**EXERCISE PROMPT**
Copy word for word the stretch of items below, from the line containing "Please pin the power" through the end of the items.
# Start of RECORDS TO USE
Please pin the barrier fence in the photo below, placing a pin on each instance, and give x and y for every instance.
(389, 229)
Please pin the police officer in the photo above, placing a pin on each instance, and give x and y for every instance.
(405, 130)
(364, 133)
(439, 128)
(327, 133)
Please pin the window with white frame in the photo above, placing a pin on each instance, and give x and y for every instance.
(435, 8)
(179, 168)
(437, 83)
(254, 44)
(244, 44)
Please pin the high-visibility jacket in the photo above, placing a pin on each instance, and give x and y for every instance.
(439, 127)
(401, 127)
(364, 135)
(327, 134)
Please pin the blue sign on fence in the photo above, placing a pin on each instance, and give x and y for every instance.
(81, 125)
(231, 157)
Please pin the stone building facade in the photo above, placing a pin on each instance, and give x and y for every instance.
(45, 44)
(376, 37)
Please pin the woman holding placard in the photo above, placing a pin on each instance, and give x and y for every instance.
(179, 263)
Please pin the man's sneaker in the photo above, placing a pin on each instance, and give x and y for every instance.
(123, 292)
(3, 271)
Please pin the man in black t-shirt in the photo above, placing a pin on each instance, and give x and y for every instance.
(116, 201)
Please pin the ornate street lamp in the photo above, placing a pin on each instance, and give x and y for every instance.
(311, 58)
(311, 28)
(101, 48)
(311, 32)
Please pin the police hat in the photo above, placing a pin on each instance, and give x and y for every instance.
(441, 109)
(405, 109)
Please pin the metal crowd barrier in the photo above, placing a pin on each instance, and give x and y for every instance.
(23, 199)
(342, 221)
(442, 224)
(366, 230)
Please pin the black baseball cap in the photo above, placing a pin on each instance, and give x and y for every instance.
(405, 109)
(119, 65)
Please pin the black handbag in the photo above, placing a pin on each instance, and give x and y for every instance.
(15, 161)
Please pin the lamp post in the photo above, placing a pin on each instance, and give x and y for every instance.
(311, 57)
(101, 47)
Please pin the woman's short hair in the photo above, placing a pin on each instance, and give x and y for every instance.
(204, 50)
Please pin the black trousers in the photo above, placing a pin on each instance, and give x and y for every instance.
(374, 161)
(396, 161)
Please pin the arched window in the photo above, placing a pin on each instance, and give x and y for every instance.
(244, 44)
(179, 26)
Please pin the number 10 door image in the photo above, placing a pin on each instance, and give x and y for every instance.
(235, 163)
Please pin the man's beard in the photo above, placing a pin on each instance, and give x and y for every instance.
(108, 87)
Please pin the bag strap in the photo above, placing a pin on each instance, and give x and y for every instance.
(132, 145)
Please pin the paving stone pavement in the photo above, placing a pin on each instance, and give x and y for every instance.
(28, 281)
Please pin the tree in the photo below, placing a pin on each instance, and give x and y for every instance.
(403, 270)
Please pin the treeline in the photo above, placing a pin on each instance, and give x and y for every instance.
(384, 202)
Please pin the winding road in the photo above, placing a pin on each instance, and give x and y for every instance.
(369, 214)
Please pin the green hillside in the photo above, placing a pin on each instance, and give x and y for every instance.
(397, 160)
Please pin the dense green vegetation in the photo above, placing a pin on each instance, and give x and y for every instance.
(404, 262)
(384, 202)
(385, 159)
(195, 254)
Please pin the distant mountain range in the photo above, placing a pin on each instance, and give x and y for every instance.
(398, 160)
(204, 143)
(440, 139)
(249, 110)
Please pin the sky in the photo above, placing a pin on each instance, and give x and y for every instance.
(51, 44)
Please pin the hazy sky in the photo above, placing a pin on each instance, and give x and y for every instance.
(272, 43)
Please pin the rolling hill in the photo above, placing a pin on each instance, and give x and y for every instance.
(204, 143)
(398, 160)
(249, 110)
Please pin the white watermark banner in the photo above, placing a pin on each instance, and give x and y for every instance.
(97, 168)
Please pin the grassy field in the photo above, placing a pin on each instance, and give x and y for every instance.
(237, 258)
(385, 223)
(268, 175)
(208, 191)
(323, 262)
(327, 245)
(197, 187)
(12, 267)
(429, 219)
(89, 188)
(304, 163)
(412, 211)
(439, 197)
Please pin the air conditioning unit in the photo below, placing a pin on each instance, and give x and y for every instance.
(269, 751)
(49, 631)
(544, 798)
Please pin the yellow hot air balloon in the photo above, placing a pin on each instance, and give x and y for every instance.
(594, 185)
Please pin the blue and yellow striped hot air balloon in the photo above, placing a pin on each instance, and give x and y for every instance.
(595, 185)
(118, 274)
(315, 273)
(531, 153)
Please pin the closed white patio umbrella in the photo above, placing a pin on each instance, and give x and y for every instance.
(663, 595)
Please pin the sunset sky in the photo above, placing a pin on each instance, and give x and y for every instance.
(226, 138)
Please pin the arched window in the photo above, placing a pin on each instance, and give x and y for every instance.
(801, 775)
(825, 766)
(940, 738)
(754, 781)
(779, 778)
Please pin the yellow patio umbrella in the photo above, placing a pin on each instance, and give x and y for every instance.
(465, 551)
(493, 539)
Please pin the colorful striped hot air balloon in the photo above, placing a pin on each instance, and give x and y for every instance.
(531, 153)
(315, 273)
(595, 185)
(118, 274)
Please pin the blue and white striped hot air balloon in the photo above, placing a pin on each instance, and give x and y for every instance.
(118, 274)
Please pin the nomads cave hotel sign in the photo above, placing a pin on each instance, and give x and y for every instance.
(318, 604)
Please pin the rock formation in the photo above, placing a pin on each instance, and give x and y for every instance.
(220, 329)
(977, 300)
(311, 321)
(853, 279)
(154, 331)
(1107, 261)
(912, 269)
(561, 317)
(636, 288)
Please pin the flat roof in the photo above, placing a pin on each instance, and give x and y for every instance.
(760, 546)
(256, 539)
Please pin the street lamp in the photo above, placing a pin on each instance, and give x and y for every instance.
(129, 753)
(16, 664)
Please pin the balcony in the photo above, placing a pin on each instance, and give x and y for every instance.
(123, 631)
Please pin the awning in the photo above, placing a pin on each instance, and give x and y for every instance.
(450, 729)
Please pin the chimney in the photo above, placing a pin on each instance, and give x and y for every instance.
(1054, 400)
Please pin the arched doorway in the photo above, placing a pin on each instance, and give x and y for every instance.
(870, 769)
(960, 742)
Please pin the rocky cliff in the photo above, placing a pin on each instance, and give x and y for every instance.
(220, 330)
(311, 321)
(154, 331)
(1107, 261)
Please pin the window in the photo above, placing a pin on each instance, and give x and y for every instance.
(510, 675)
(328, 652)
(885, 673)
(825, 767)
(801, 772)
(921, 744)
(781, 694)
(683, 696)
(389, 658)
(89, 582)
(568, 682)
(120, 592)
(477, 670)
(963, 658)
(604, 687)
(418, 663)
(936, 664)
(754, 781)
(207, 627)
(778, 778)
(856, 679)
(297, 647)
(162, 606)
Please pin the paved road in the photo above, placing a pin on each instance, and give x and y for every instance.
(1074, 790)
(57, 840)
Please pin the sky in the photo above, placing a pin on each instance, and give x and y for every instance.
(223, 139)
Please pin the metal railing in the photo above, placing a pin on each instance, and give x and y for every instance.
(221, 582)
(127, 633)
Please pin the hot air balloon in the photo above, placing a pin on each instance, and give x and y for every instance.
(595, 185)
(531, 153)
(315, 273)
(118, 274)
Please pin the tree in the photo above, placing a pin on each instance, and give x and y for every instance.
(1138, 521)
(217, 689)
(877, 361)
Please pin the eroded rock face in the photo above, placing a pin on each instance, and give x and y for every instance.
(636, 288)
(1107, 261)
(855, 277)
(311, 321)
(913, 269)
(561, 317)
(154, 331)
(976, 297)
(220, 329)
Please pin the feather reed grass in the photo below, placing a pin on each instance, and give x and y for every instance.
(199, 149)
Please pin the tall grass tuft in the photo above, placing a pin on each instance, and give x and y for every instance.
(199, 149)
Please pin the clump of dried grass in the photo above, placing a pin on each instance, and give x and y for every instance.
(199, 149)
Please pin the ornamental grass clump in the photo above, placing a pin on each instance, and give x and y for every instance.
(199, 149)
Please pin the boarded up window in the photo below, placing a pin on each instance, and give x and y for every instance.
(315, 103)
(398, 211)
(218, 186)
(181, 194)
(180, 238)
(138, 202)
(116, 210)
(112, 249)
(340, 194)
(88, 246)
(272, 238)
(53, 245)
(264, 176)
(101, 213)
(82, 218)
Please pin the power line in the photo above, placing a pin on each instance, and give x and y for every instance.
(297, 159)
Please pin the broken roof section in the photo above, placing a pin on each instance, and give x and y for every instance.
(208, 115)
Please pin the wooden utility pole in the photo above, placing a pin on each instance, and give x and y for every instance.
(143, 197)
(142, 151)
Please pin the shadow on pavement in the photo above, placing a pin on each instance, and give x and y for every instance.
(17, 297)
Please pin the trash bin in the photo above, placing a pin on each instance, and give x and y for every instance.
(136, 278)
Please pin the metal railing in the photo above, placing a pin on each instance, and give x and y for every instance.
# End of RECORDS TO USE
**RESULT OF THE TASK**
Please pin the power line in the photo above, placing a pin on each instance, and give x and y for every instance.
(297, 159)
Please pin the broken roof section in the photo above, placing a pin on each instance, and give x and y for every instance.
(208, 115)
Please pin the wooden utility pole in the photo above, placing a pin on each instance, and give x and y for every instance.
(143, 197)
(142, 151)
Please pin the shadow on pavement in the photo above, placing a pin on each instance, and give x and y for every instance.
(17, 297)
Please pin the trash bin in the photo above, placing a pin on each instance, and give x and y for every instance.
(136, 278)
Please pin the metal railing in the photo above, placing a pin on each instance, and give x and y for every instance.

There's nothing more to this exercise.